Exercise task 1: Reproduce the stretch of the entries below from the line containing "Exercise. Point out the bare" through the last line of the entries, keeping each line unchanged.

Start of Quoted text

All of lore.kernel.org
 help / color / mirror / Atom feed
* Pluggable backends for refs,wip
@ 2014-08-05 21:40 Ronnie Sahlberg
  2014-08-05 21:56 ` Nico Williams
  2014-08-07 12:57 ` Michael Haggerty
  0 siblings, 2 replies; 6+ messages in thread
From: Ronnie Sahlberg @ 2014-08-05 21:40 UTC (permalink / raw)
  To: git, Michael Haggerty

List, Michael,

Please see
https://github.com/rsahlberg/git/tree/backend-struct-db-2
for an example of a pluggable backend for refs storage.

This series contain changes to make it possible to add new backends
for handling/storage of refs and implements one new backend :
refs-be-be.c .

This new backend offloads the actual refs handling to a small database
daemon with which ita talks via a very simple rpc protocol. That
daemon in turn then connects to the datastore and read/writes the
values to it.

By having an always running database daemon it will allow faster
startup of the git commands since they will now only need to connect
to a domain socket instead of having to traverse a potentially very
large number of files during the "build ref cache" phase.

End of Quoted text
Start of Dataset rows

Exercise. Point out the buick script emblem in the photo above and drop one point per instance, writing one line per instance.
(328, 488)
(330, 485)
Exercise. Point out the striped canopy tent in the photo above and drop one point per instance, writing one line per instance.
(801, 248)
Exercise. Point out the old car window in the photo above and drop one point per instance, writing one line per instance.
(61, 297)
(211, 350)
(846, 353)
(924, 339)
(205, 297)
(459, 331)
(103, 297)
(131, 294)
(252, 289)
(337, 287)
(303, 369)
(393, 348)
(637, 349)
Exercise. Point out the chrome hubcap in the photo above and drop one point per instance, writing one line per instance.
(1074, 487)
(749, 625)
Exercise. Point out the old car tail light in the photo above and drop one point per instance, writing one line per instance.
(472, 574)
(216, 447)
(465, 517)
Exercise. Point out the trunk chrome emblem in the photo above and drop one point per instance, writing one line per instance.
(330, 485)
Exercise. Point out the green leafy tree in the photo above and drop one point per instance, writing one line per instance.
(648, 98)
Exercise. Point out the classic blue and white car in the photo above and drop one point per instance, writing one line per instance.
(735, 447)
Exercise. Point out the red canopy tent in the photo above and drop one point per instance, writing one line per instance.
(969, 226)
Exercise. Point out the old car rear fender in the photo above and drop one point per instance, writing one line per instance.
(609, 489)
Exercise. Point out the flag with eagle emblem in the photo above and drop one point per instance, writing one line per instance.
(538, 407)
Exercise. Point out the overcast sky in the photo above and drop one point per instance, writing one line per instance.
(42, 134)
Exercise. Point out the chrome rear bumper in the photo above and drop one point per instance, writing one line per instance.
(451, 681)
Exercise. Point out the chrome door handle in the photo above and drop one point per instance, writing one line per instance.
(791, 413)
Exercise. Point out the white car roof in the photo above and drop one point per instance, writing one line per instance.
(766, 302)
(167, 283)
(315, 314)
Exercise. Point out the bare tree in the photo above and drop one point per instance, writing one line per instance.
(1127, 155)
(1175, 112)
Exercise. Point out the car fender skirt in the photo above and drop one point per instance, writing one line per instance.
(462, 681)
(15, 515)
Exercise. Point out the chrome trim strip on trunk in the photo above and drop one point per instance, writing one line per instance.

End of Dataset rows

Exercise task 2: Rewrite the stretch of the post on pluggable backends for refs above from "This series contain" through "values to it.", swapping "daemon" for "service".

Response 1:
Exercise. Point out the bare tree in the photo above and drop one point per instance, writing one line per instance.
(1127, 155)
(1175, 112)
Exercise. Point out the car fender skirt in the photo above and drop one point per instance, writing one line per instance.
(462, 681)
(15, 515)
Exercise. Point out the chrome trim strip on trunk in the photo above and drop one point per instance, writing one line per instance.

Response 2:
This series contain changes to make it possible to add new backends
for handling/storage of refs and implements one new backend :
refs-be-be.c .

This new backend offloads the actual refs handling to a small database
service with which ita talks via a very simple rpc protocol. That
service in turn then connects to the datastore and read/writes the
values to it.